Point labeling examples:
========

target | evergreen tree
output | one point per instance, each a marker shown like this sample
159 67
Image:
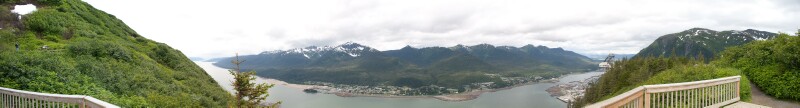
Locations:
248 93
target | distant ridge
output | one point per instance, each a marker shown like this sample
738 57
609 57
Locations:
701 41
353 63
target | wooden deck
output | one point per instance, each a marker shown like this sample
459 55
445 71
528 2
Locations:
713 93
744 105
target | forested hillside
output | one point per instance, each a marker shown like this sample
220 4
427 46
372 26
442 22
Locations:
628 74
69 47
353 63
701 41
771 63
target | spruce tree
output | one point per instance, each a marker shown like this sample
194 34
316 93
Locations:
248 93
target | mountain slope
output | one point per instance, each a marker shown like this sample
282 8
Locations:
69 47
703 41
353 63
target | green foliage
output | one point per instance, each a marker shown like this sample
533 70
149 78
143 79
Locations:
97 48
700 72
48 21
773 65
248 93
631 73
93 53
50 2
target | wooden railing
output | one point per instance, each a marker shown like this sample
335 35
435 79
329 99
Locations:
698 94
12 98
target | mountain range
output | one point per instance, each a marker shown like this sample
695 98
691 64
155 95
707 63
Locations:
353 63
701 41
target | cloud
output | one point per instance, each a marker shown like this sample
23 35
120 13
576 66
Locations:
204 28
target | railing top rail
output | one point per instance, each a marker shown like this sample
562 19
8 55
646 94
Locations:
614 99
710 81
663 88
28 94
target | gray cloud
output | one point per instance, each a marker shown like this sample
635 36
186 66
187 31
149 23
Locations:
584 26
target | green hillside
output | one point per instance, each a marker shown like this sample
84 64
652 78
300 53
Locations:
771 64
701 41
91 52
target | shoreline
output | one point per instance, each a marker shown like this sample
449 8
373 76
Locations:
449 97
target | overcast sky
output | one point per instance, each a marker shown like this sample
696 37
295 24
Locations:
216 28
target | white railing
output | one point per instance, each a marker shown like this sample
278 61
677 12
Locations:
711 93
12 98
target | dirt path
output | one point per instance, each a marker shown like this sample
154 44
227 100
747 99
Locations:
763 99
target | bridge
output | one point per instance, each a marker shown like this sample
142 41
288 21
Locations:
12 98
713 93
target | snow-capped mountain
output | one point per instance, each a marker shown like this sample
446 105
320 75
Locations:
701 41
312 52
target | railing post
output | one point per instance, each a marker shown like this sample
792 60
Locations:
646 99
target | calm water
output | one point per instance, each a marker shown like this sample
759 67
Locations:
529 96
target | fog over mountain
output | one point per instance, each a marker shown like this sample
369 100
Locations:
584 26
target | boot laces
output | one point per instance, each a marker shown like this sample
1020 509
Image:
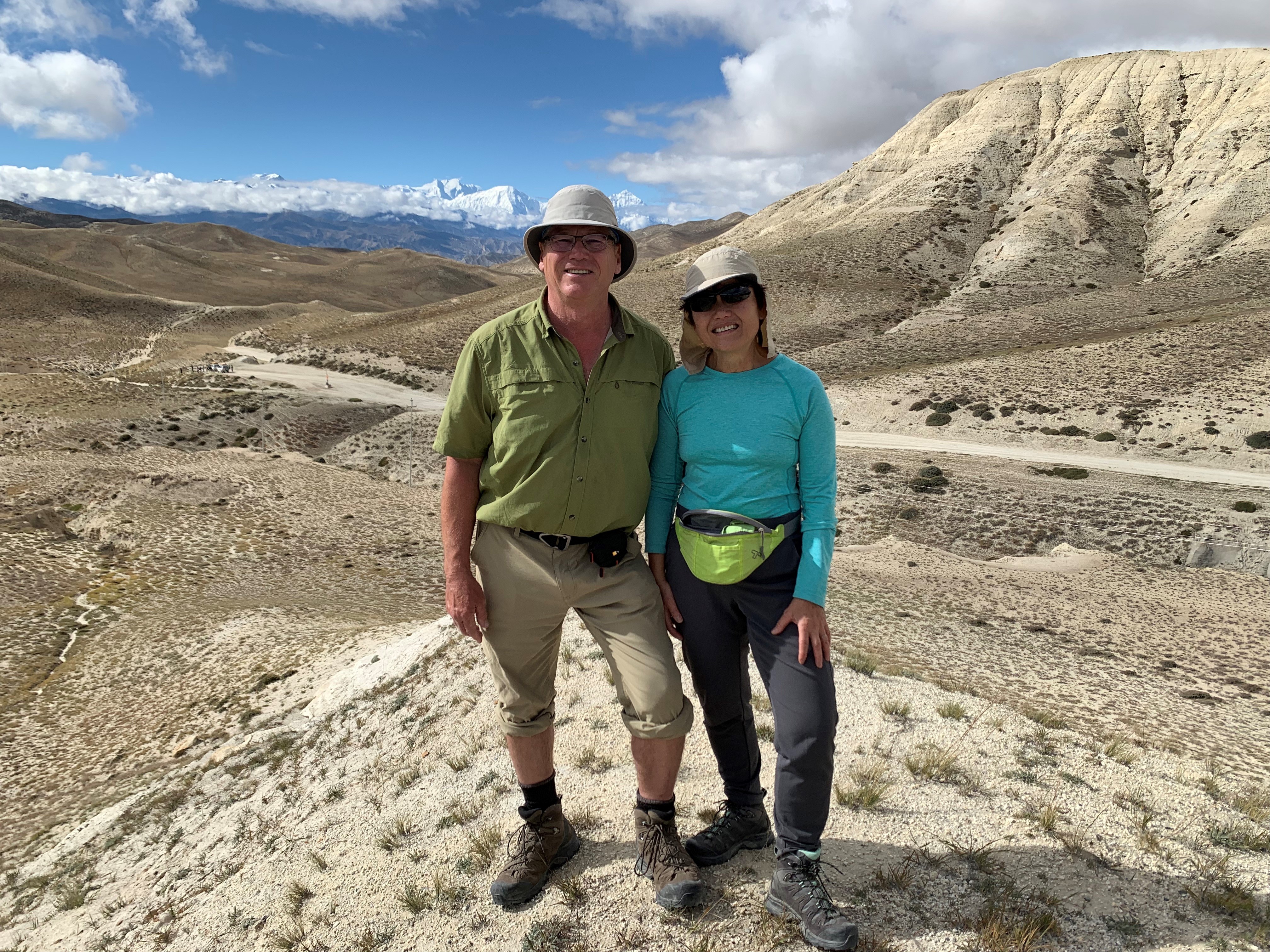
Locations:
662 847
807 874
724 818
526 845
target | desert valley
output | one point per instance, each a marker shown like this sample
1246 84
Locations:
234 715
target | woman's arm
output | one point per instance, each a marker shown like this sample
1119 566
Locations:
818 492
667 475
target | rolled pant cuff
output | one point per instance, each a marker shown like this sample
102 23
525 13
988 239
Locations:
516 728
648 730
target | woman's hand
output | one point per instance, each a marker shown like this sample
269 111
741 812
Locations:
813 629
670 610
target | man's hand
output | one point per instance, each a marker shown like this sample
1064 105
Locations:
670 610
465 601
465 598
813 630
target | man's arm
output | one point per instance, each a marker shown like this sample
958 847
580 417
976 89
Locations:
465 600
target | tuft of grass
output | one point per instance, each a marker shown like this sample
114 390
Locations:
289 936
459 762
935 763
1254 804
1016 927
295 898
1218 890
895 878
554 935
483 846
1240 836
394 835
460 812
573 890
895 707
443 894
1044 815
592 761
1119 749
1044 719
585 819
869 786
369 940
72 894
860 662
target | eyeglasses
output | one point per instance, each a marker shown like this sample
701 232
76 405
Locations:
563 244
700 304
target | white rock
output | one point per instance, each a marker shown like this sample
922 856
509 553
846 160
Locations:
385 663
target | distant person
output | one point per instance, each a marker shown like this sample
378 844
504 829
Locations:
741 525
549 428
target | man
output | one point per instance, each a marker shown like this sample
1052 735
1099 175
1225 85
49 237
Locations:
548 433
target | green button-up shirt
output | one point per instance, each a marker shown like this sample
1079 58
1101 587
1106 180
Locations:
563 454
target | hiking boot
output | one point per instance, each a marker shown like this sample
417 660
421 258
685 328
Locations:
735 828
666 862
798 893
545 842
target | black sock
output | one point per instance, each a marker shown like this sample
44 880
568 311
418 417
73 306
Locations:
539 796
663 807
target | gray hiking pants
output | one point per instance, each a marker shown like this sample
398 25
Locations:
722 624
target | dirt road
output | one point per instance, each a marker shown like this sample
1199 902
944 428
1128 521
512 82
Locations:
1137 468
343 386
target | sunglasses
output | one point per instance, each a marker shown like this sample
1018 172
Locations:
563 244
700 304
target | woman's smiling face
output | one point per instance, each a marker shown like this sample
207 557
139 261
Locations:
729 328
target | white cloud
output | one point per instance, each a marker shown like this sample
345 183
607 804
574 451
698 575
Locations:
64 94
164 193
173 18
70 20
82 162
375 12
821 83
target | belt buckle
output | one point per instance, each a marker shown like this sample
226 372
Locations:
561 544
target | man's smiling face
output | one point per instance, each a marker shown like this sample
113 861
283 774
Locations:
580 275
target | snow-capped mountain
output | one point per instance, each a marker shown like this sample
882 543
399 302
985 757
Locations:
444 216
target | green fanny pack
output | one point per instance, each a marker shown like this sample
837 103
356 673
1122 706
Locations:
723 547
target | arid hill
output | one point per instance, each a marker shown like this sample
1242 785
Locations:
216 264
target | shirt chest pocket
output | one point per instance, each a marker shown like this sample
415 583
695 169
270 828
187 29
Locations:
629 403
533 404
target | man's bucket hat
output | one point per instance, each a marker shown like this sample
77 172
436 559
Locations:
581 205
714 267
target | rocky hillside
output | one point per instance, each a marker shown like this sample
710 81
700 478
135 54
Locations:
369 810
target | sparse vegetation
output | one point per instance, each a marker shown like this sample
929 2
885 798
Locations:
869 786
592 761
895 707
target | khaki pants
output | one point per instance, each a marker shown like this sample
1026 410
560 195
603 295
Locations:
530 589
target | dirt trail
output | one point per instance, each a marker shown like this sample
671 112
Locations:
1137 468
343 386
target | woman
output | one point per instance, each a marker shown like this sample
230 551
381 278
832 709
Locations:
747 434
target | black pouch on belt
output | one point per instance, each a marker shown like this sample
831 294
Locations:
609 549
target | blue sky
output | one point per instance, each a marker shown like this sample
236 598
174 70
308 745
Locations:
714 103
491 96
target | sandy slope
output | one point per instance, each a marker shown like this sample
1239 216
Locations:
1037 455
371 824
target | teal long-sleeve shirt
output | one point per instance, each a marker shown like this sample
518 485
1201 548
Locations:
760 444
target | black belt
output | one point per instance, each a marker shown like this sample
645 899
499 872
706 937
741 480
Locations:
557 540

========

* [WRITTEN EXERCISE]:
Your copy should repeat each entry above exactly but contain no pictures.

* [EXERCISE ANSWER]:
target | evergreen tree
output | one point per instance, each a marker shown like this sample
159 67
Image:
Locations:
248 93
target | distant ridge
output | one point per instance, each a marker shown like this sample
738 57
609 57
Locations:
701 41
353 63
target | wooden deck
output | one point per instance, each a marker shown like this sample
459 55
445 71
528 2
Locations:
713 93
744 105
target | forested hillside
output | one point per instance, each a marker shown like this sample
220 4
427 46
372 26
442 22
Locations:
628 74
69 47
353 63
701 41
771 63
target | spruce tree
output | one point per instance, each a marker shown like this sample
194 34
316 93
Locations:
248 93
target | mountain slope
output | one point per instance, each a marker shown like this sample
282 8
Locations:
69 47
703 41
353 63
target | green foliage
output | one point per instance, each a marker shown like this sample
533 70
149 78
143 79
Locations:
97 48
700 72
48 21
773 65
248 93
631 73
93 53
50 2
target | wooden railing
output | one point per instance, each a marker shown like this sample
335 35
435 79
329 99
Locations:
698 94
12 98
target | mountain range
output | one point per instance, each a marker shown like this sample
695 98
691 64
155 95
707 63
Locations:
353 63
701 41
target | cloud
output | one point per instance, each a marker shown like this sample
23 35
120 13
576 66
Locations:
204 28
target | railing top rail
output | one point per instance, each a marker shown like this sample
562 19
8 55
646 94
Locations:
614 99
710 81
663 88
28 94
target | gray cloud
output | one point per instance, each a marker shown like this sample
635 36
186 66
187 31
149 23
Locations:
584 26
target | green hillside
output | one point per instance, each a marker shown like this sample
84 64
652 78
300 53
Locations:
771 64
701 41
91 52
target | shoreline
output | one point per instance, each a marker shown like this sample
449 8
373 76
Locations:
449 97
target | overcast sky
output | one point per instance, each a marker shown like this sample
696 37
295 24
Locations:
216 28
target | white railing
output | one point per instance, each a marker shown like this sample
278 61
677 12
Locations:
711 93
12 98
target | dirt path
output | one point per instance, each a marker shown like this sample
154 44
227 100
747 99
Locations:
763 99
target | bridge
output | one point per instance, each a marker shown like this sample
142 41
288 21
Locations:
12 98
713 93
target | snow-capped mountain
output | one point per instance, each a marker shown like this sample
446 105
320 75
Locations:
701 41
312 52
target | railing post
output | one point per instance, each a marker shown like this sample
792 60
Locations:
646 99
target | calm water
output | one point per instance, each a marker shown like this sample
759 67
Locations:
529 96
target | fog over mountain
output | one point per instance, each a marker shown like this sample
369 100
Locations:
584 26
target | boot laces
output | one point per instance, each a marker shown like this sample
1020 509
Image:
Locations:
662 847
807 874
724 818
526 845
target | desert valley
output | one point per instance, each a marker shown like this sample
1246 84
Locations:
234 715
target | woman's arm
output | one point per instance, each a marker shown like this sample
1119 566
Locations:
818 492
667 475
target | rolled pant cuff
output | one point per instance, each a marker shown like this sample
102 23
525 13
988 239
Locations:
516 728
648 730
target | woman's hand
output | one point per instance, each a marker shown like this sample
269 111
741 812
Locations:
813 629
670 610
target | man's hand
output | one point per instance, each a marker shown like this sample
1064 105
Locations:
670 610
465 601
465 598
813 630
target | man's arm
output | one point per instance, each a marker shown like this sample
958 847
580 417
976 89
Locations:
465 600
target | tuft of grass
output | one point per instance, each a marker shown like this sample
114 390
Locations:
289 936
459 762
935 763
1254 804
1016 927
295 898
1218 890
895 878
554 935
483 846
1240 836
394 835
460 812
573 890
895 707
443 894
1044 815
592 761
1119 749
1044 719
585 819
869 786
369 940
72 894
860 662
target | eyeglasses
output | one point per instance, each a marker shown like this sample
701 232
76 405
Locations:
563 244
700 304
target | white rock
output | one point per instance, each a marker shown like this sample
922 856
509 553
846 160
Locations:
385 663
target | distant person
output | one point per instance, each a marker shown like this sample
378 844
504 829
Locations:
741 525
549 428
target | man
output | one point per instance, each a marker shown like this sample
1052 735
1099 175
1225 85
49 237
Locations:
548 433
target | green button-up shirt
output | one point per instance, each a marker shown like this sample
1079 58
1101 587
1106 180
Locations:
563 454
target | hiking boot
output | one point per instance, each a marker shown like this sample
417 660
421 258
685 328
Locations:
735 828
666 862
798 893
545 842
target | black sock
output | one point per instance, each a marker shown like this sample
44 880
568 311
418 417
73 306
Locations:
539 796
663 807
target | gray hiking pants
output | one point per instance, each a marker shown like this sample
398 25
Locations:
722 624
target | dirt road
output | one point per instance, each a marker shown like this sample
1199 902
944 428
1128 521
512 82
Locations:
1137 468
343 386
target | sunglasses
output | one point per instance, each a marker shown like this sample
1018 172
Locations:
563 244
700 304
target | woman's smiling face
output | one point per instance, each a marker shown like this sample
207 557
139 261
Locations:
729 328
target | white cloud
output | one point per instance, each a marker shown like this sample
345 183
607 804
574 451
698 575
Locations:
64 94
164 193
173 18
70 20
82 162
375 12
821 83
target | belt buckle
output | one point per instance, each a marker shown like this sample
226 372
Locations:
561 544
target | man's smiling face
output | one point per instance, each a marker shown like this sample
113 861
283 774
Locations:
580 275
target | snow-capped mountain
output | one point per instance, each a marker shown like this sample
882 543
399 302
985 757
Locations:
444 216
target | green fanny pack
output | one point per instance, each a marker shown like this sample
837 103
356 673
1122 706
Locations:
723 547
target | arid hill
output | one point per instance, each a marker shown like this sample
1242 785
Locations:
216 264
target | shirt chest pocket
output | one point per instance, each a marker shown like this sample
415 583
695 169
270 828
187 29
Locations:
629 403
533 404
target | man's bucket hat
output | one point per instance, each a marker shown like this sample
77 172
436 559
Locations:
581 205
714 267
target | rocky hillside
output | one point per instance, each a marker shown like this sample
710 81
700 478
135 54
Locations:
369 810
target | sparse vegetation
output | one point per instance, each a marker shown like this sample
929 2
885 798
Locations:
869 786
592 761
895 707
target | khaki pants
output | one point per instance, each a marker shown like this sample
1026 410
560 195
603 295
Locations:
530 589
target | dirt trail
output | one point per instance, each a marker shown like this sample
671 112
Locations:
1137 468
343 386
target | woman
output | one point per instance, each a marker shown like this sample
230 551
381 278
832 709
Locations:
747 434
target | black pouch on belt
output | one point per instance, each a marker shown like this sample
831 294
Locations:
609 549
target | blue sky
output | one point per instance, each a marker shown like this sample
236 598
174 70
308 745
Locations:
714 103
491 96
target | sandy slope
output | one point per instance, each a marker shown like this sample
1239 216
Locations:
1037 455
371 824
target | teal long-sleeve shirt
output | one point per instance, each a marker shown like this sample
518 485
1201 548
Locations:
760 444
target | black belt
output | one point per instance, each a marker shown like this sample
645 899
499 872
706 937
741 480
Locations:
557 540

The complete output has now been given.